== WORK INSTRUCTIONS ==
Which lines of the data hold the word "light"? Copy all of them.

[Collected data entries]
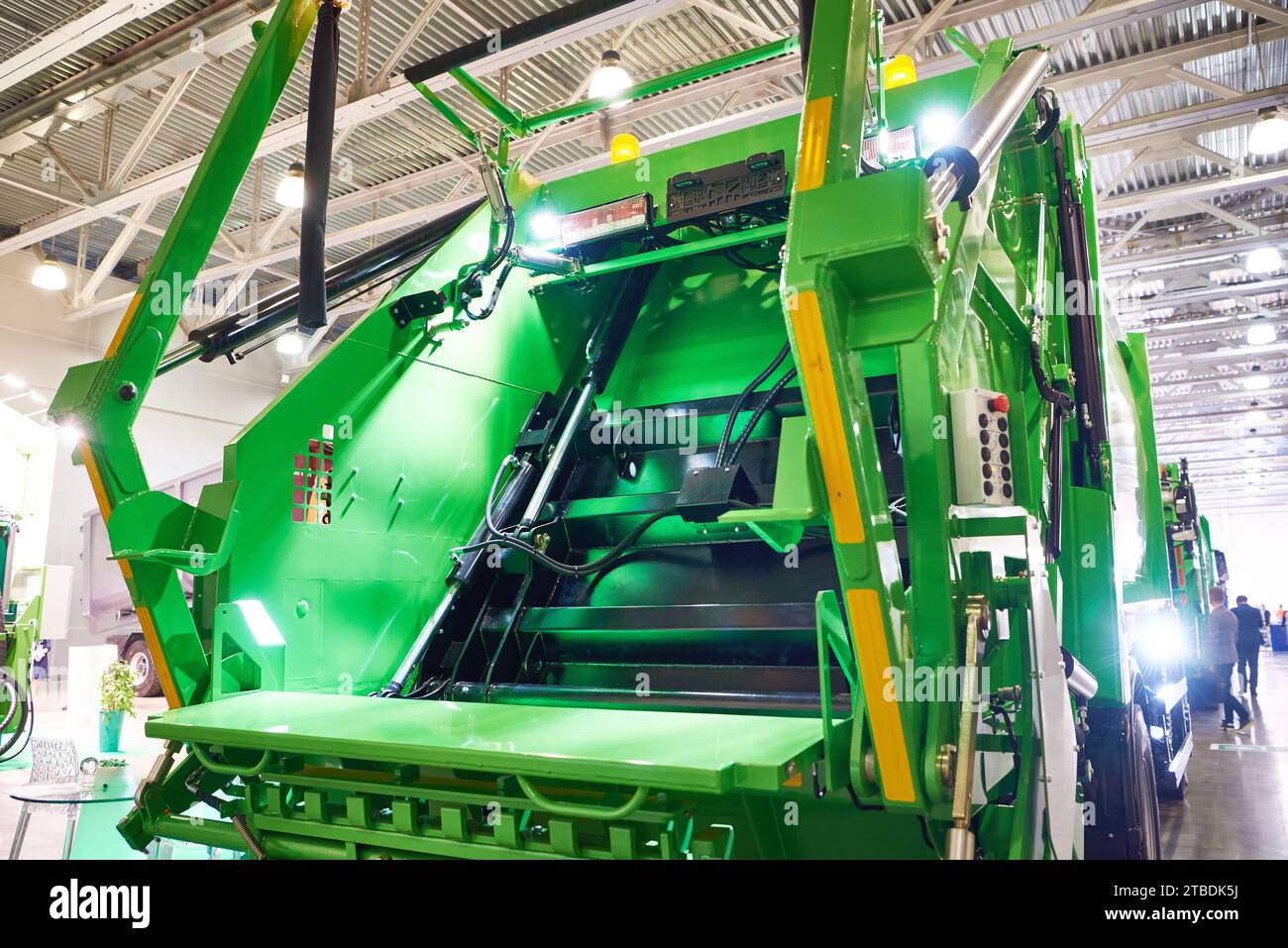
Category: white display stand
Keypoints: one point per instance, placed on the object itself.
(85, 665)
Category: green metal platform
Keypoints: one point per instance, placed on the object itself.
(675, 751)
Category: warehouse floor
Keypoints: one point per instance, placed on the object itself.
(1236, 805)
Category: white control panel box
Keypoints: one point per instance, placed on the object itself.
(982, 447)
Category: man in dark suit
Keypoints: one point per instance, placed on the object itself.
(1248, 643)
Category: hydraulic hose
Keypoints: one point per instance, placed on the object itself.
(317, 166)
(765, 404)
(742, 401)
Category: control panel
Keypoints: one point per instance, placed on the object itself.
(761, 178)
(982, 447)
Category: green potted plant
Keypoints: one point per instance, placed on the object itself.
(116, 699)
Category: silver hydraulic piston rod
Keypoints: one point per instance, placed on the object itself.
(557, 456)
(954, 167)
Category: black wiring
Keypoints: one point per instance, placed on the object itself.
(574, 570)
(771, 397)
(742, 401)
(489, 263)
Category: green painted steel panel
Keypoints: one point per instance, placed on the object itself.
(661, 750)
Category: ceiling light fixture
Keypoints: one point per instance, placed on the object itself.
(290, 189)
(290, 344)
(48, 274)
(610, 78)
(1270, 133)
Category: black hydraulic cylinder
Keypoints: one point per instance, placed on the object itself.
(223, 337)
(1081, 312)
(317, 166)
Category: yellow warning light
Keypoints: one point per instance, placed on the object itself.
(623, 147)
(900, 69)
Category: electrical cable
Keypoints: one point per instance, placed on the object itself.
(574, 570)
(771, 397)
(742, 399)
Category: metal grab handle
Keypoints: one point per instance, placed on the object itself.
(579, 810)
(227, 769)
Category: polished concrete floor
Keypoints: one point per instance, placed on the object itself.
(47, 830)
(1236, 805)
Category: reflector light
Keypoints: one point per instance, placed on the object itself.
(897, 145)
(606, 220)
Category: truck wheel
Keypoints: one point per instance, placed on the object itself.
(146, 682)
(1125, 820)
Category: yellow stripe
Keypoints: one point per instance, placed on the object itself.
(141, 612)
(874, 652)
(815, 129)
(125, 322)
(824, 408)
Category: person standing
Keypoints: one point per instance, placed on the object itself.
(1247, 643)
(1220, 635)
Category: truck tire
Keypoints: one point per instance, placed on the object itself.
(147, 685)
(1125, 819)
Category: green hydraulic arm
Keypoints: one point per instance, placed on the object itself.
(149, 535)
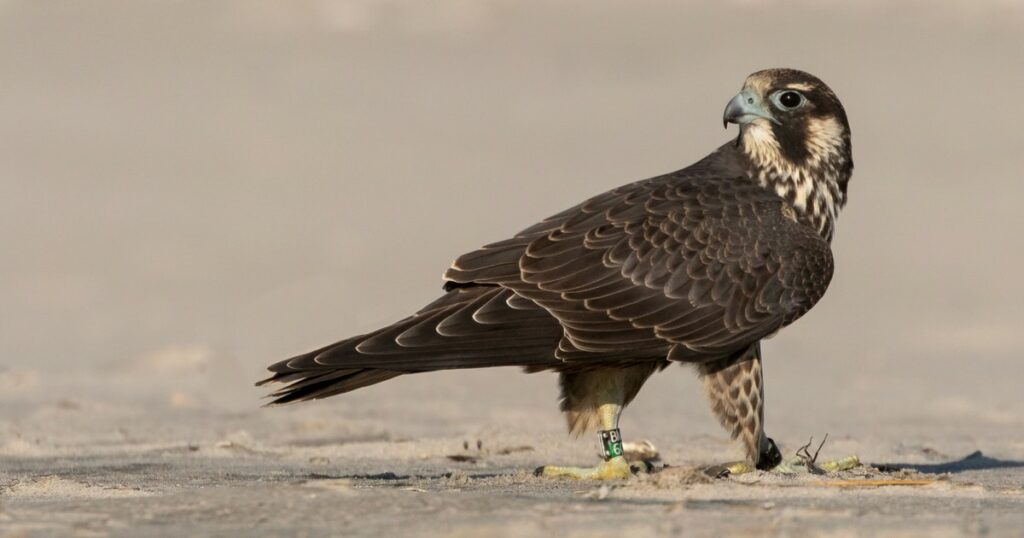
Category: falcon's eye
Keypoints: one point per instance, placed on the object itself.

== OUTPUT FOR THIS TASK ==
Category: ceiling light fixture
Category: yellow warning light
Category: reflector light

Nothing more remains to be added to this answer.